(Work request): Keep each line of the material that includes "bike", and leave out the rest.
┏━━
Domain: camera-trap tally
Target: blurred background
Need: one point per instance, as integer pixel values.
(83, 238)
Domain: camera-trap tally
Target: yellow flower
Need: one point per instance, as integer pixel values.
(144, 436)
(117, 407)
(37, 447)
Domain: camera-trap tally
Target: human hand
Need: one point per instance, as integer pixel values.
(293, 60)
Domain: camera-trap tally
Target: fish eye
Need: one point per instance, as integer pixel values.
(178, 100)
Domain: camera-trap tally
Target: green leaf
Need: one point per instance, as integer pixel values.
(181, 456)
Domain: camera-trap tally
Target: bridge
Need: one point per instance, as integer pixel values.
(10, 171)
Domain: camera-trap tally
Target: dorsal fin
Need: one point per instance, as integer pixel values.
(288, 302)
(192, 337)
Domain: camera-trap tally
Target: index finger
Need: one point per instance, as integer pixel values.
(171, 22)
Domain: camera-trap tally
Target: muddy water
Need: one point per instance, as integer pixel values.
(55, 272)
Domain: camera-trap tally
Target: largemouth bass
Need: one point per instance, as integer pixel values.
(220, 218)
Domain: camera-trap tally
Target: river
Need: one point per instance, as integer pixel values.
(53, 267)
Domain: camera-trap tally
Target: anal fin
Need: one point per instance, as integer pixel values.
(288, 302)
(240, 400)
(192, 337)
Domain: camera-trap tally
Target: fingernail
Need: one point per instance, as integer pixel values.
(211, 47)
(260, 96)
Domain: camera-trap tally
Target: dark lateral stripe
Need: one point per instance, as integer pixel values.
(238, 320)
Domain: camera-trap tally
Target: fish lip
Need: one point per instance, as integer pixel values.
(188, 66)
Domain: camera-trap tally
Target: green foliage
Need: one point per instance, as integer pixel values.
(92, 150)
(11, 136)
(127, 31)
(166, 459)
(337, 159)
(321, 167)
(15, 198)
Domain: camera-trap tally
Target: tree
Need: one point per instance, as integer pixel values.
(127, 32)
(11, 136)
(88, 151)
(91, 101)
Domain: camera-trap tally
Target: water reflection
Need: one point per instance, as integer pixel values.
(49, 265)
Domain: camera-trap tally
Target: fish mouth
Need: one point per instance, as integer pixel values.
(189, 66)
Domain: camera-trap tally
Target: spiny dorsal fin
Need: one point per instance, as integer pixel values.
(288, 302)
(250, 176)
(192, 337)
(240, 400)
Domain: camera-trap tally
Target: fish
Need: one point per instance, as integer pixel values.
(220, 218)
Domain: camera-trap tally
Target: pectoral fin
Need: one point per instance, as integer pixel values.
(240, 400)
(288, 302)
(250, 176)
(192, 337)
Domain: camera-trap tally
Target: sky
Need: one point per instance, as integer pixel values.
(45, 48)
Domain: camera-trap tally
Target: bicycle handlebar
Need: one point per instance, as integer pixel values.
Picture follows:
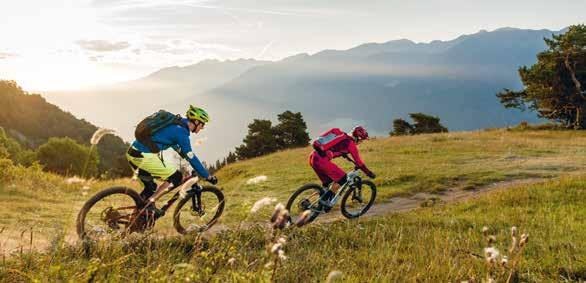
(348, 158)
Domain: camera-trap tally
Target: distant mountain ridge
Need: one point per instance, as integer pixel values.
(371, 84)
(31, 120)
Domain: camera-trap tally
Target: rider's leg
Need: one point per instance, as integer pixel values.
(334, 188)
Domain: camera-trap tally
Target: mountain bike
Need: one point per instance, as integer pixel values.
(118, 211)
(357, 195)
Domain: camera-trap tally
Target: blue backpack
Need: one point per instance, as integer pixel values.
(150, 125)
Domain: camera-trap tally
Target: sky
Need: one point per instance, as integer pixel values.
(72, 44)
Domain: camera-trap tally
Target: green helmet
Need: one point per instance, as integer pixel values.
(196, 113)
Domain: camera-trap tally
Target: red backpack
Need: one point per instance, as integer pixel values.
(329, 139)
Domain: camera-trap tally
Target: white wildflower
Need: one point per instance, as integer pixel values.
(334, 275)
(262, 202)
(256, 180)
(491, 254)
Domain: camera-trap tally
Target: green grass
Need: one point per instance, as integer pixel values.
(404, 165)
(425, 163)
(435, 244)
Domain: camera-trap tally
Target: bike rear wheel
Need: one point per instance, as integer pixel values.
(110, 214)
(190, 218)
(305, 198)
(358, 200)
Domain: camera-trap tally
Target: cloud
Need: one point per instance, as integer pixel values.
(183, 47)
(5, 55)
(102, 45)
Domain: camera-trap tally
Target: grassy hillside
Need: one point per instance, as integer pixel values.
(437, 244)
(405, 165)
(426, 163)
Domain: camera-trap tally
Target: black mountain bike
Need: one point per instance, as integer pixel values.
(118, 211)
(357, 195)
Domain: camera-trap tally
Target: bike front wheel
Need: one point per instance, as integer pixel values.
(358, 200)
(304, 199)
(196, 215)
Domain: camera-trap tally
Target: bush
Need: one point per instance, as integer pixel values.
(66, 157)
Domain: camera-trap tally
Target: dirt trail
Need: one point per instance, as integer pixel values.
(15, 242)
(404, 204)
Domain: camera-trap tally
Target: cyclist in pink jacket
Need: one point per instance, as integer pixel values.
(332, 144)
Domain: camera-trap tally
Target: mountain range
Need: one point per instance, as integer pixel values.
(370, 84)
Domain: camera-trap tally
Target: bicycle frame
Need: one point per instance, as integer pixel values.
(194, 193)
(351, 176)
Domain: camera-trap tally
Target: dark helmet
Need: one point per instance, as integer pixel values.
(359, 133)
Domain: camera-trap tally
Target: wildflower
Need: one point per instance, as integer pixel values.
(333, 275)
(513, 231)
(514, 245)
(282, 255)
(524, 240)
(74, 180)
(99, 134)
(262, 202)
(276, 247)
(491, 239)
(282, 240)
(504, 261)
(491, 254)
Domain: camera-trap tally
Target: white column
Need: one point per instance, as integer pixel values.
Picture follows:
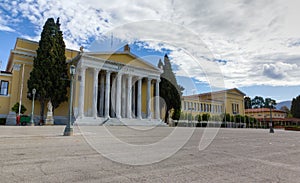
(101, 98)
(133, 108)
(148, 98)
(118, 96)
(107, 94)
(123, 110)
(129, 100)
(139, 101)
(81, 92)
(95, 93)
(157, 109)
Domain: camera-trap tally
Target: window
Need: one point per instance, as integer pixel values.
(235, 108)
(3, 87)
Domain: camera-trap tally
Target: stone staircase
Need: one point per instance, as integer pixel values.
(90, 121)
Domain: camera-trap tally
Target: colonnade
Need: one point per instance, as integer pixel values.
(121, 94)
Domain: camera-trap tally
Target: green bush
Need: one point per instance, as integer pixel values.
(2, 121)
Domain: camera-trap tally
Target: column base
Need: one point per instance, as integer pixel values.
(68, 131)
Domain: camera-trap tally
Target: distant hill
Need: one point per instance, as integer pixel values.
(284, 103)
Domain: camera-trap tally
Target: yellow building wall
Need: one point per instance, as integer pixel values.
(16, 80)
(15, 85)
(224, 99)
(4, 100)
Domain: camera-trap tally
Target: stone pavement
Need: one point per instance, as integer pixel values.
(42, 154)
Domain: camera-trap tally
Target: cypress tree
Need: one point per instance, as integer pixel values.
(49, 73)
(170, 91)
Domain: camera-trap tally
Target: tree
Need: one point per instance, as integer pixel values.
(295, 108)
(269, 101)
(15, 108)
(50, 64)
(257, 102)
(170, 91)
(247, 102)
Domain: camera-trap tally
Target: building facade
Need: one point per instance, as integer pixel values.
(214, 103)
(107, 85)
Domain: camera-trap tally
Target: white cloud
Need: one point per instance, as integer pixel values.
(258, 41)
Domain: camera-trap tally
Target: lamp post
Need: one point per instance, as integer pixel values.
(69, 128)
(271, 123)
(191, 108)
(32, 108)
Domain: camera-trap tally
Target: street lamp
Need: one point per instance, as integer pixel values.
(271, 123)
(69, 128)
(32, 108)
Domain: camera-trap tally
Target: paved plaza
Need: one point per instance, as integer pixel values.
(42, 154)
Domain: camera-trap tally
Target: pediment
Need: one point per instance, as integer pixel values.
(125, 58)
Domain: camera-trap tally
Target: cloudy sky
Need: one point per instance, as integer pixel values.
(252, 45)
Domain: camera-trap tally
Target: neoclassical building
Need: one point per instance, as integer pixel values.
(108, 87)
(214, 103)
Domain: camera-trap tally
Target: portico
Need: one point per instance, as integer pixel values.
(119, 85)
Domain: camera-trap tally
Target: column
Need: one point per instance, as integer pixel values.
(157, 109)
(118, 96)
(123, 110)
(101, 98)
(148, 98)
(95, 92)
(81, 92)
(133, 100)
(107, 94)
(129, 100)
(139, 101)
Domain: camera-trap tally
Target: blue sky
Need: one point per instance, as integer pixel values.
(251, 45)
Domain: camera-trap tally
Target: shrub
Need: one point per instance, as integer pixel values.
(15, 108)
(2, 121)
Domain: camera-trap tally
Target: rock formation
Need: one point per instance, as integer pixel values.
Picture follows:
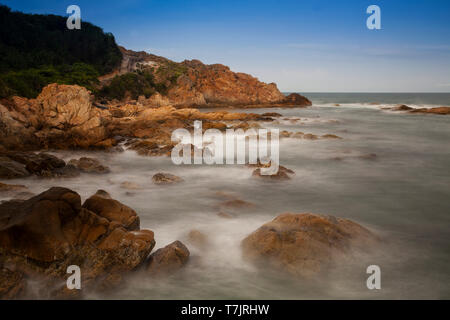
(168, 260)
(42, 236)
(305, 244)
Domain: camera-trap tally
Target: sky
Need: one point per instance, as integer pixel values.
(301, 45)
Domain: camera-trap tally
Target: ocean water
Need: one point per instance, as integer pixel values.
(402, 194)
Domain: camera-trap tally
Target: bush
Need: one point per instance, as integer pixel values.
(36, 50)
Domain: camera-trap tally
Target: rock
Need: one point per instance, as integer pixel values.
(89, 165)
(130, 185)
(168, 260)
(44, 164)
(330, 136)
(42, 236)
(305, 244)
(272, 114)
(12, 284)
(438, 110)
(216, 84)
(296, 100)
(69, 171)
(310, 136)
(368, 156)
(64, 105)
(198, 238)
(157, 100)
(10, 169)
(112, 210)
(225, 215)
(283, 173)
(166, 178)
(402, 107)
(41, 164)
(11, 188)
(237, 204)
(285, 134)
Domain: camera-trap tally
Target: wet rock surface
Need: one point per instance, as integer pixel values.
(168, 260)
(166, 178)
(305, 244)
(40, 237)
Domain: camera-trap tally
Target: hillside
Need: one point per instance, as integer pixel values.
(36, 50)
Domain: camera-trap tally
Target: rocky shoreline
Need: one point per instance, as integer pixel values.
(42, 236)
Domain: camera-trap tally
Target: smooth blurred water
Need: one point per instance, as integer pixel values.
(403, 195)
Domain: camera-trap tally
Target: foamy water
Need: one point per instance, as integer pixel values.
(402, 194)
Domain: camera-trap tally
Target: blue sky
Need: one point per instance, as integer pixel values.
(305, 46)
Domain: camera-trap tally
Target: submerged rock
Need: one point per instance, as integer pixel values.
(168, 260)
(305, 244)
(198, 238)
(89, 165)
(283, 173)
(437, 110)
(11, 188)
(296, 99)
(113, 210)
(42, 236)
(166, 178)
(10, 169)
(402, 107)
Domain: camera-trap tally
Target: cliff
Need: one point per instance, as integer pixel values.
(189, 83)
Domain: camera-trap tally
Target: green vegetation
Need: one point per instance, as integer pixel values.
(171, 71)
(144, 82)
(133, 85)
(36, 50)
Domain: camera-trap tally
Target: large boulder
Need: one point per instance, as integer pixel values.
(10, 169)
(112, 210)
(305, 244)
(89, 165)
(65, 106)
(42, 236)
(166, 178)
(296, 99)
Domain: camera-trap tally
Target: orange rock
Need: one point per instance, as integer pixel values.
(305, 244)
(113, 210)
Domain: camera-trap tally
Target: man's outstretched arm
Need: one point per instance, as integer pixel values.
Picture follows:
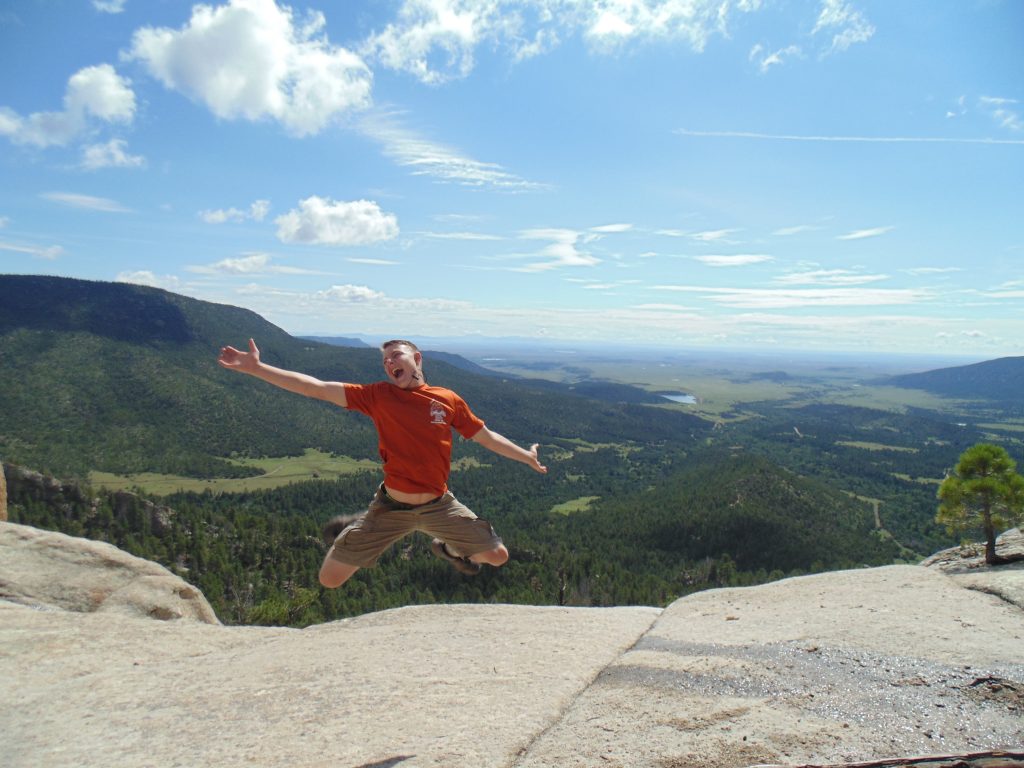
(249, 363)
(504, 446)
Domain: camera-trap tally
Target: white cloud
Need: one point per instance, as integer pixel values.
(93, 92)
(250, 59)
(252, 263)
(109, 6)
(933, 270)
(1003, 114)
(349, 294)
(851, 139)
(847, 25)
(436, 40)
(713, 236)
(561, 252)
(461, 236)
(742, 259)
(828, 278)
(861, 233)
(759, 298)
(85, 201)
(430, 159)
(767, 60)
(257, 212)
(49, 253)
(787, 230)
(146, 278)
(111, 155)
(324, 221)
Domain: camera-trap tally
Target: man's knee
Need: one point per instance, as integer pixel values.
(334, 573)
(498, 556)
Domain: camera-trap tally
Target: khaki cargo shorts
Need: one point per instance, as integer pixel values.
(387, 520)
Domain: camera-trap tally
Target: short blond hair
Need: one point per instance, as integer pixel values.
(397, 342)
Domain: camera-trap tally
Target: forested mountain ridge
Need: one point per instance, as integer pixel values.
(1000, 380)
(720, 520)
(640, 504)
(123, 378)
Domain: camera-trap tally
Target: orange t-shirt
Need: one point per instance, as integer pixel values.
(414, 430)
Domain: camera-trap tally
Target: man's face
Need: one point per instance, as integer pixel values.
(402, 367)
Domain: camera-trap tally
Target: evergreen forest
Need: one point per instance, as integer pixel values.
(643, 502)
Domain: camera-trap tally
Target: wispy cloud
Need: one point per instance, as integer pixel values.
(253, 60)
(828, 278)
(436, 42)
(864, 139)
(743, 259)
(766, 60)
(37, 252)
(373, 262)
(933, 270)
(431, 159)
(462, 236)
(847, 25)
(328, 222)
(86, 202)
(862, 233)
(147, 278)
(256, 212)
(712, 236)
(93, 94)
(111, 155)
(785, 231)
(784, 298)
(249, 264)
(561, 253)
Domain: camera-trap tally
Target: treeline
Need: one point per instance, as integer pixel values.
(896, 459)
(663, 528)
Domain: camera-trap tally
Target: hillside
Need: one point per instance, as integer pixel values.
(999, 380)
(124, 378)
(887, 665)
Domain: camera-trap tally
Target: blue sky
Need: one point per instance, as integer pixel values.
(817, 175)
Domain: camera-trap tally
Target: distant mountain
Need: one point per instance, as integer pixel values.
(338, 341)
(117, 377)
(1000, 380)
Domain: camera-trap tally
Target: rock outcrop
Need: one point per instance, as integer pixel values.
(46, 569)
(849, 667)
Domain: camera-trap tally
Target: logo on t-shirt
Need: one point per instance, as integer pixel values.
(437, 415)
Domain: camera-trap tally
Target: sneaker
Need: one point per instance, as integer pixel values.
(335, 525)
(462, 564)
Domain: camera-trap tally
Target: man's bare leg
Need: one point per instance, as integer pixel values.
(334, 573)
(498, 556)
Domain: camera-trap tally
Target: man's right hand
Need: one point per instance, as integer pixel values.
(236, 359)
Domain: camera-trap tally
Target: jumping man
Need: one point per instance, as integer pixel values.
(414, 424)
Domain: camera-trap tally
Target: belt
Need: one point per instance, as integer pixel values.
(403, 505)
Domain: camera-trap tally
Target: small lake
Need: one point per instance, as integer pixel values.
(688, 399)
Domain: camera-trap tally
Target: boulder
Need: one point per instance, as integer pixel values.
┗━━
(Task solution):
Target: mountain bike
Target: bike rear wheel
Target: black mountain bike
Target: bike front wheel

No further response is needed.